[Point-based annotation data]

=-=-=-=-=

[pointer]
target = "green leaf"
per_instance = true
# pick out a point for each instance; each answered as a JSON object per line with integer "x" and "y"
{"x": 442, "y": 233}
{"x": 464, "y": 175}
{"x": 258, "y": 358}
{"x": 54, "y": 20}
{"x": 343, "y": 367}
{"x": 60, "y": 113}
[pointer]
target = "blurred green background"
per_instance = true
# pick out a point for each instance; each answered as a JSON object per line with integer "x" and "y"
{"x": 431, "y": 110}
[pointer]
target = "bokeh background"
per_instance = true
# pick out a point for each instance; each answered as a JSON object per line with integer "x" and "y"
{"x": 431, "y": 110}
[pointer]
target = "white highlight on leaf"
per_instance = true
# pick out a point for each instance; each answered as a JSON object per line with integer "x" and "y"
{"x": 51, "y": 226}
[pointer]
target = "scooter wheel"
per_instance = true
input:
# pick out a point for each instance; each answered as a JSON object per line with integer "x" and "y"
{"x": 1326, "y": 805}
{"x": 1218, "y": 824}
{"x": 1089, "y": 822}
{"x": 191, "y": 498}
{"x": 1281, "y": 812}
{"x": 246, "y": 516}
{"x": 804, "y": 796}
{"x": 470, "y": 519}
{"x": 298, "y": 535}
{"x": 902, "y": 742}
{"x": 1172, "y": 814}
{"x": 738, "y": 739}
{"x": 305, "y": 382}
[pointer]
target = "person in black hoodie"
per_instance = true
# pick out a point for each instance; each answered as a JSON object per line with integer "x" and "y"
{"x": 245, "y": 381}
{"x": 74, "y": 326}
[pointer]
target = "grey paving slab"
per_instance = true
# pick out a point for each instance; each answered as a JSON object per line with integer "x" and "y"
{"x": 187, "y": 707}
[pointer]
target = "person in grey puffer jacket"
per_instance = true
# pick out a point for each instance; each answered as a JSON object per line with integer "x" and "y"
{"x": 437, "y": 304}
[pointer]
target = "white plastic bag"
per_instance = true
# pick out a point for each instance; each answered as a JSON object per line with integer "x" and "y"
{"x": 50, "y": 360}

=-=-=-=-=

Goal >>
Return each entry from the material above exactly as it appears.

Full response >>
[pointer]
target = "green leaf"
per_instance = true
# pick out a point for each instance; each answered as a JSON object per line with integer "x" and "y"
{"x": 442, "y": 233}
{"x": 464, "y": 175}
{"x": 258, "y": 358}
{"x": 54, "y": 20}
{"x": 343, "y": 367}
{"x": 60, "y": 113}
[pointer]
target = "blurred green background"
per_instance = true
# pick out a point for each instance; each answered as a JSON object per line with integer "x" and "y"
{"x": 431, "y": 110}
[pointer]
target = "bokeh background"
per_instance = true
# pick out a point for each instance; each answered as a JSON object per line with integer "x" and "y"
{"x": 431, "y": 110}
[pointer]
target = "white highlight on leaf"
per_instance = true
# pick out a point for each instance; each answered as a JSON object per line with integer "x" and "y"
{"x": 51, "y": 226}
[pointer]
target = "scooter wheel"
per_instance = true
input:
# pick out a point for each instance; each answered as a JSON object per line with integer "x" and "y"
{"x": 1326, "y": 805}
{"x": 1218, "y": 824}
{"x": 1089, "y": 822}
{"x": 191, "y": 498}
{"x": 1281, "y": 812}
{"x": 246, "y": 516}
{"x": 804, "y": 796}
{"x": 470, "y": 519}
{"x": 298, "y": 535}
{"x": 902, "y": 742}
{"x": 1172, "y": 814}
{"x": 738, "y": 739}
{"x": 305, "y": 382}
[pointer]
target = "person in black hoodie"
per_instance = true
# pick out a point for each instance; each answered as a JSON object per line with integer "x" and "y"
{"x": 245, "y": 381}
{"x": 74, "y": 326}
[pointer]
target = "grey paving slab"
per_instance = true
# pick out a point for each instance; each answered as a JSON object per line with integer "x" and "y"
{"x": 187, "y": 707}
[pointer]
target = "person in grey puffer jacket"
per_instance = true
# pick out a point for each instance; each answered as a JSON object per line with integer "x" and "y"
{"x": 437, "y": 304}
[pointer]
target = "white plastic bag"
per_instance = true
# pick out a point for each instance; each answered as a JSON object per line with integer "x" and "y"
{"x": 50, "y": 360}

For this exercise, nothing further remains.